### Material shown
- Opening Delimiter -

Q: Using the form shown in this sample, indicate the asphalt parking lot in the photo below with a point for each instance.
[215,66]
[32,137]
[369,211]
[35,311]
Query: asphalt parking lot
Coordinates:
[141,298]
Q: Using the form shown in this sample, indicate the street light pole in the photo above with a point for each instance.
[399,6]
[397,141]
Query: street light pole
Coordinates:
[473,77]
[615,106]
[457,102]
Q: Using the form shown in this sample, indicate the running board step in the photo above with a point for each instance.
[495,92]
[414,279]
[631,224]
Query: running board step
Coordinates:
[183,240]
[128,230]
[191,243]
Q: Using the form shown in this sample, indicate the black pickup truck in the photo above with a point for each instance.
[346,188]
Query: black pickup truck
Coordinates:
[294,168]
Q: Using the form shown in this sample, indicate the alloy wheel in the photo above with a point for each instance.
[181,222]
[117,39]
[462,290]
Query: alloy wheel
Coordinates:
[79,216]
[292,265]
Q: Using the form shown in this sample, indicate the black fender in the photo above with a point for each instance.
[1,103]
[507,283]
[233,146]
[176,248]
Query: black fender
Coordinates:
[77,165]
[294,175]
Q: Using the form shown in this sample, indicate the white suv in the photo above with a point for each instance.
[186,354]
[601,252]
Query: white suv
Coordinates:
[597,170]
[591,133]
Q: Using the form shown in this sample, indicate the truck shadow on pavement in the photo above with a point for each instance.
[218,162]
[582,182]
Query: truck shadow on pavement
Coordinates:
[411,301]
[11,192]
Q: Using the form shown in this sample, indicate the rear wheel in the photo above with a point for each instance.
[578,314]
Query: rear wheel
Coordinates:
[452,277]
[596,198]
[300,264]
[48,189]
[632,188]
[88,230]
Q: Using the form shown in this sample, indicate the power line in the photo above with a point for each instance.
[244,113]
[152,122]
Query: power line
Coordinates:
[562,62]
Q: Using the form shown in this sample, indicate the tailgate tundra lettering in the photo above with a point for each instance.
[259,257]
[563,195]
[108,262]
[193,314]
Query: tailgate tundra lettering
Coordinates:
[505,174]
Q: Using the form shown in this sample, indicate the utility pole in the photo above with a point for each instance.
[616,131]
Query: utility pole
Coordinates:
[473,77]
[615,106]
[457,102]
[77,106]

- Closing Delimiter -

All lines in the preceding records that hold the word "point" need to be copied.

Q: Using the form shown in this sample, indicate the asphalt parking lot in the photo below with a point for each instance.
Q: Using the form shown in this sample, indicate the street light pole in the photo above with a point for each instance.
Q: Using the form shown in this sample, indicate the running board step in the photo above with a point for each instance.
Q: Using the form shown in this sample, indicate the black pickup truck in the photo above with a point for each instance.
Q: Using the form shown in this sample, indicate the alloy wheel in the photo above with a point for each instance.
Q: Using the form shown in this sample, indicate the black fender in the photo above with a point for each instance.
Q: Using the form shown in this sample, indicate the white suv in the photo above with a point for each instance.
Q: Using the form shown in this sample, indicate the truck shadow on pavement in the photo above with a point for each instance.
Q: Using the form shown in this sample, indicate the rear wheel in the photo above with a point for each instance.
Q: Using the form shown in this sample, indicate the power line in the photo above with a point for each instance.
Q: Using the form shown in this sample, indicate the tailgate tundra lettering in the photo above with a point for each instance.
Q: Using the form shown in this sample, indicate the utility pole in the photo above with a point for each instance.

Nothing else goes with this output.